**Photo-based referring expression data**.
+===+
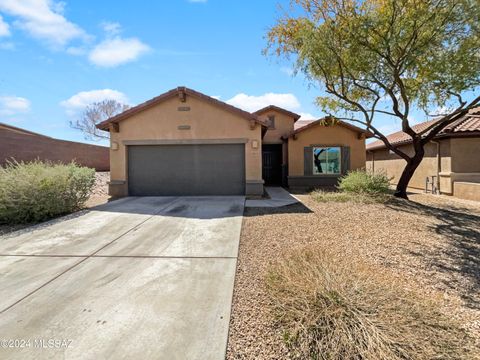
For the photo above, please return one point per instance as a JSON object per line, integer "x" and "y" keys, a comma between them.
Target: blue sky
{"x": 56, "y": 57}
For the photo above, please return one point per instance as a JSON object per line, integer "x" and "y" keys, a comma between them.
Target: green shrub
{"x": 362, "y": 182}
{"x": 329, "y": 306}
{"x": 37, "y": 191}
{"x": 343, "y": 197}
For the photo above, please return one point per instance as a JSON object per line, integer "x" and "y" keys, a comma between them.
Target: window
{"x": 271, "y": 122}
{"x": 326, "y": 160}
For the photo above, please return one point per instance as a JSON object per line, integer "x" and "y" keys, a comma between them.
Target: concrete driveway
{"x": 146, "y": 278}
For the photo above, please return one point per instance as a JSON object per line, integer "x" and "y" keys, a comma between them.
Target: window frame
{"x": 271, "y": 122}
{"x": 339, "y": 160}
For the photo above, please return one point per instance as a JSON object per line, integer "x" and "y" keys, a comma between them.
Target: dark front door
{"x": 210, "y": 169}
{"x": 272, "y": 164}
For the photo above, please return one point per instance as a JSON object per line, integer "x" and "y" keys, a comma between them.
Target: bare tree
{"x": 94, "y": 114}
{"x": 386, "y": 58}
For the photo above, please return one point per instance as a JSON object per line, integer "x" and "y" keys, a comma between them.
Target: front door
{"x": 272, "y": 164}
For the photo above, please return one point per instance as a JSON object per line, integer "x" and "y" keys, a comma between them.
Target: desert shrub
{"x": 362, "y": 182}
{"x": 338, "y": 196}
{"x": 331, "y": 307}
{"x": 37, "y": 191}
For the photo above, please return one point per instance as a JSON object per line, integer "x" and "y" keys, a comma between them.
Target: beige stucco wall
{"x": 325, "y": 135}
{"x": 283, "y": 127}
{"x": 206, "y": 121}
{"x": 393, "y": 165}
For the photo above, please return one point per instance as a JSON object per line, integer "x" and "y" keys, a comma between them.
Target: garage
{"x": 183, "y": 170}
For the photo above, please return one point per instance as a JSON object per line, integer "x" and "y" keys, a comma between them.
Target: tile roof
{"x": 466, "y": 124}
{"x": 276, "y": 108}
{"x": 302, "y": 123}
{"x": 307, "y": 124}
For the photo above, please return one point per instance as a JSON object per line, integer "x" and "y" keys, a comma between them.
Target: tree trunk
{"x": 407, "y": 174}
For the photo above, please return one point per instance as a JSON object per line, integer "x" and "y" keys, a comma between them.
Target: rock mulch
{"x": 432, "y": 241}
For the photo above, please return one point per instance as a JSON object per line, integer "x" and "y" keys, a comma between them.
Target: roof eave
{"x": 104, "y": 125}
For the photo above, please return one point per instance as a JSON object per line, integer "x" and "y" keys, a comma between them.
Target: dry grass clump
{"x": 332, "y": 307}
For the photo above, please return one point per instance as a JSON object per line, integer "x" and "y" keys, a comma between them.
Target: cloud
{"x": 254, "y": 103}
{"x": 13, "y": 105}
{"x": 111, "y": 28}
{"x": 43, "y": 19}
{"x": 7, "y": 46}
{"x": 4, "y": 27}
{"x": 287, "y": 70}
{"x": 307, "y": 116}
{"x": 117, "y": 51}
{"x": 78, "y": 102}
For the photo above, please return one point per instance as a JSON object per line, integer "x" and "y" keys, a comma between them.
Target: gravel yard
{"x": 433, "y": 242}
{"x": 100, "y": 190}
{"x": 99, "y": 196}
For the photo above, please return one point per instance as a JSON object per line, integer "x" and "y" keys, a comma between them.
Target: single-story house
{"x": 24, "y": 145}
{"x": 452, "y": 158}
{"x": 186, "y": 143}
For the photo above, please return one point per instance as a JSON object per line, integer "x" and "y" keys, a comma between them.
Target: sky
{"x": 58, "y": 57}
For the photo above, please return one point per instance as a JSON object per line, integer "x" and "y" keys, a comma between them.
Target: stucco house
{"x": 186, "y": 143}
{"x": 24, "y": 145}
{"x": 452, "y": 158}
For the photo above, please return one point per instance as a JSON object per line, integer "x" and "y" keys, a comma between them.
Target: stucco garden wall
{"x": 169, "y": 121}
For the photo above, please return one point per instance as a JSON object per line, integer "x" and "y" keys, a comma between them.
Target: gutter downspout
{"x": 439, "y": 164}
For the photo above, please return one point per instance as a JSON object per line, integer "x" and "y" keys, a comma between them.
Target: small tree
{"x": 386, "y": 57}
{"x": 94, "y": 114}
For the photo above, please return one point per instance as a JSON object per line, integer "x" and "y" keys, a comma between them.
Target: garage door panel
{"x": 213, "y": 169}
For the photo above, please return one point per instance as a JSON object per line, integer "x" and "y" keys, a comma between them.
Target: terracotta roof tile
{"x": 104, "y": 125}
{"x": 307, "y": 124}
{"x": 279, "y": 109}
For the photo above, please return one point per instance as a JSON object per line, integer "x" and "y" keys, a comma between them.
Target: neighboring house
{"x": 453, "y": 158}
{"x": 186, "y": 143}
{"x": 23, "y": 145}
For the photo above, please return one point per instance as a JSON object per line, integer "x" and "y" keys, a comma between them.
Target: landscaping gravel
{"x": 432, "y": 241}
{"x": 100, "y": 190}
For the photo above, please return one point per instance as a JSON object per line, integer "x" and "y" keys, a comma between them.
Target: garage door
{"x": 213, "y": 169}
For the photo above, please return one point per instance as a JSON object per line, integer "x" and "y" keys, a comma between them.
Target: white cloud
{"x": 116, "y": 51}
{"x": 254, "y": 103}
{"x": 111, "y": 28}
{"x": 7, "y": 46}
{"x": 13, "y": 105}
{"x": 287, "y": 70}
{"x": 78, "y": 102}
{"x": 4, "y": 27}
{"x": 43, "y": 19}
+===+
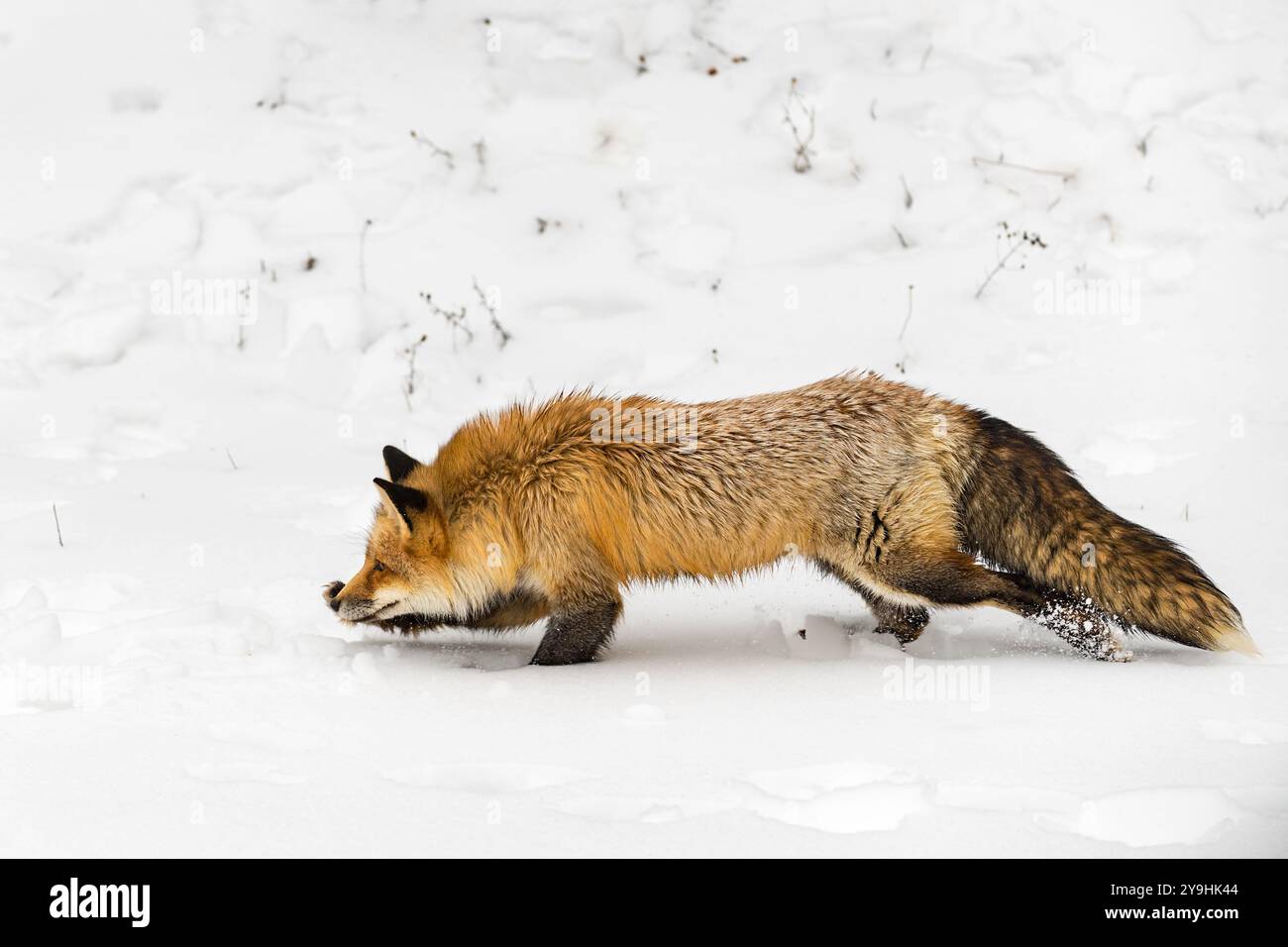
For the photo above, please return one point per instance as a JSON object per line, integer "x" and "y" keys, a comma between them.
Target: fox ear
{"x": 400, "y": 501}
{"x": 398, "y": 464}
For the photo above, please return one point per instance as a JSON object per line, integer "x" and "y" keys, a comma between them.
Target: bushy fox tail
+===+
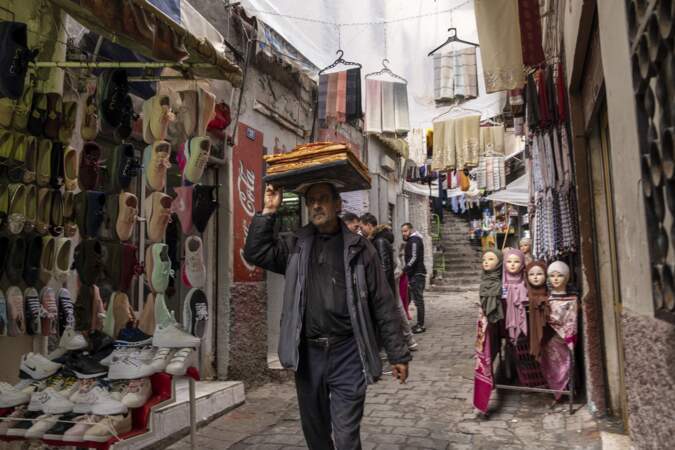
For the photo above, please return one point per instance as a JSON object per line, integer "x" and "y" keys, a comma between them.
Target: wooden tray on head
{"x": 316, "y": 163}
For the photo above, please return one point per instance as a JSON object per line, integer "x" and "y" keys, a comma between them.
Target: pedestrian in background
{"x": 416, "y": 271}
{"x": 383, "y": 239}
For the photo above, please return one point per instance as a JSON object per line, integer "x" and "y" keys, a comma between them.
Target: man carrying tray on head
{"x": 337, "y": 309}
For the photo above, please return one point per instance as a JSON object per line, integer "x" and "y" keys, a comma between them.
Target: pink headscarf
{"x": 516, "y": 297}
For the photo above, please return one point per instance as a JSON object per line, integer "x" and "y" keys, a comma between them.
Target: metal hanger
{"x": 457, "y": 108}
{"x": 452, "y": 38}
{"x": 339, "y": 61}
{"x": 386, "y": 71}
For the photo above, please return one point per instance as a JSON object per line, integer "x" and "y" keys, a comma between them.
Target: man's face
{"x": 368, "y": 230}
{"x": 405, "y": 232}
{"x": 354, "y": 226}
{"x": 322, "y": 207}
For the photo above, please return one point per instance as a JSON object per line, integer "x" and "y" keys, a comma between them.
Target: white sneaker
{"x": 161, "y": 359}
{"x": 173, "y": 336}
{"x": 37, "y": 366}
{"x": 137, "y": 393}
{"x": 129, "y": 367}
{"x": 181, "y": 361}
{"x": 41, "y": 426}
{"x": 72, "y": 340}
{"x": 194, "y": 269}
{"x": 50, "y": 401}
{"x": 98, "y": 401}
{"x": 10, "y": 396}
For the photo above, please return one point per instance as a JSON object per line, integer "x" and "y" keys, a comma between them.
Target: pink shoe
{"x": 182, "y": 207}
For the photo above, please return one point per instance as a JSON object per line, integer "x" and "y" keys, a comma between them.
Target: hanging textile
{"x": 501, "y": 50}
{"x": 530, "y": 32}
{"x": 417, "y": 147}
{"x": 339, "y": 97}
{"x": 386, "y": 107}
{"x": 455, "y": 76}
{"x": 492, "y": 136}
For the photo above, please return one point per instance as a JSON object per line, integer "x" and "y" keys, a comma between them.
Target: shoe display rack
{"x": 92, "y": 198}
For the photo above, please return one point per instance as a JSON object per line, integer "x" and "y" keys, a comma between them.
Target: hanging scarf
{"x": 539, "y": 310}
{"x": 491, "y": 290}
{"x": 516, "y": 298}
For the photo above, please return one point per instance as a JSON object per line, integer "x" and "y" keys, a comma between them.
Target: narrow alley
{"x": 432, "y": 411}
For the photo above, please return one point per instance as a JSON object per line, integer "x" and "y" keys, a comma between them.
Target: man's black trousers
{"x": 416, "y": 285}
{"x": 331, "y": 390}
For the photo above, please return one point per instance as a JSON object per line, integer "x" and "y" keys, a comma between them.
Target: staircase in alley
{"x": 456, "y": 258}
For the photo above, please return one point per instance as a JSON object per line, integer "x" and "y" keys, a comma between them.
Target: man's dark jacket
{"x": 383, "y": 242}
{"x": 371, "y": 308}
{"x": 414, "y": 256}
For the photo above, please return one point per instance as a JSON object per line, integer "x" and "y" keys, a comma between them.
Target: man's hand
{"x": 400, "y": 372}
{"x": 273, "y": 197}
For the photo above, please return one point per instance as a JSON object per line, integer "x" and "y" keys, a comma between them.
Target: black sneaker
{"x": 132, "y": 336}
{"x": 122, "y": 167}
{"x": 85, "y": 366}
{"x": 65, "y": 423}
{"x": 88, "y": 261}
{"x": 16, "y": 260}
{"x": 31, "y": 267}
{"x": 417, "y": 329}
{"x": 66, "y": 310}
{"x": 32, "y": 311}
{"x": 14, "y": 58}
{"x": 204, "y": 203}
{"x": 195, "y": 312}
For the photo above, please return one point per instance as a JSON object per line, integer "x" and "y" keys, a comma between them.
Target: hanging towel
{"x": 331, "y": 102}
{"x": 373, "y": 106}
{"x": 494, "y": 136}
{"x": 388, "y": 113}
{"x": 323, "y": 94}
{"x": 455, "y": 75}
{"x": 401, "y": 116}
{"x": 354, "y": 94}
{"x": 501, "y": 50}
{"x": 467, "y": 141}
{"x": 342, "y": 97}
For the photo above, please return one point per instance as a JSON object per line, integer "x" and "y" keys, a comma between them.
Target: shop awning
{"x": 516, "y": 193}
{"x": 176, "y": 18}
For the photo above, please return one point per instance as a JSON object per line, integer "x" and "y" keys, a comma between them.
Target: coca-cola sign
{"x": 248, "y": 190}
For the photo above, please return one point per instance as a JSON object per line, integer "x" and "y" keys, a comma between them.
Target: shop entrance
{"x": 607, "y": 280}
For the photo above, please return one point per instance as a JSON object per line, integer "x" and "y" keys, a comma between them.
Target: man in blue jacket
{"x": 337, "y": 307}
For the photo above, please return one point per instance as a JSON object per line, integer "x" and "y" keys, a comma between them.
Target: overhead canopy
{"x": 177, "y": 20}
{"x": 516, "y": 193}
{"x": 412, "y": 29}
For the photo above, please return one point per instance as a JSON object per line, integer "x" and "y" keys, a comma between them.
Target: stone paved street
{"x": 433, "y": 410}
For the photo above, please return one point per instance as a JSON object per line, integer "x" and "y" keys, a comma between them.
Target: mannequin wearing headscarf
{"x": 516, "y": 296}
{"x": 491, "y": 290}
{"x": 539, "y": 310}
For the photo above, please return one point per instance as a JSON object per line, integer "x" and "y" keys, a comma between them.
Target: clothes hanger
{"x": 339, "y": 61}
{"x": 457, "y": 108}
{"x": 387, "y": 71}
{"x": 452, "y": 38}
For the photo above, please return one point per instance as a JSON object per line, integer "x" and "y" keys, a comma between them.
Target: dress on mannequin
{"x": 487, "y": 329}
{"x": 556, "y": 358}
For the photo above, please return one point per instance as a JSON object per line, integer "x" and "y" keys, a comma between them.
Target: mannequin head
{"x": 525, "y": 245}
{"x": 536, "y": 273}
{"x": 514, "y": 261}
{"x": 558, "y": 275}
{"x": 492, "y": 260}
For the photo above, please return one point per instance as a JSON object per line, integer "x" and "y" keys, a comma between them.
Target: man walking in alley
+===+
**TASK GOAL**. Print exactly the lines above from the one with "Target: mannequin wearing headscarf" to the one with "Target: man walking in alley", including both.

**RESPONSE TO THE EXERCISE**.
Target: mannequin wearing headscarf
{"x": 516, "y": 296}
{"x": 491, "y": 290}
{"x": 539, "y": 310}
For the photo above, please return one point per instance as a JSON object per line, integer "x" and "y" keys, a comma between them.
Target: clothes hanger
{"x": 339, "y": 61}
{"x": 457, "y": 108}
{"x": 387, "y": 71}
{"x": 452, "y": 38}
For the photo above, please return one point per instance as a JSON object per line, integer "x" and "y" keys, a comma between them.
Target: dress on mannequin
{"x": 487, "y": 329}
{"x": 556, "y": 358}
For the photo above, please return one point per instance as a JSON object per line, integer "x" and "y" keys, a comma between them.
Target: mannequin head
{"x": 525, "y": 245}
{"x": 536, "y": 273}
{"x": 514, "y": 261}
{"x": 558, "y": 275}
{"x": 492, "y": 260}
For the photo above, please return one point per instance as a JSON object per line, integer "x" and "y" keys, a comma between them.
Target: man walking in alley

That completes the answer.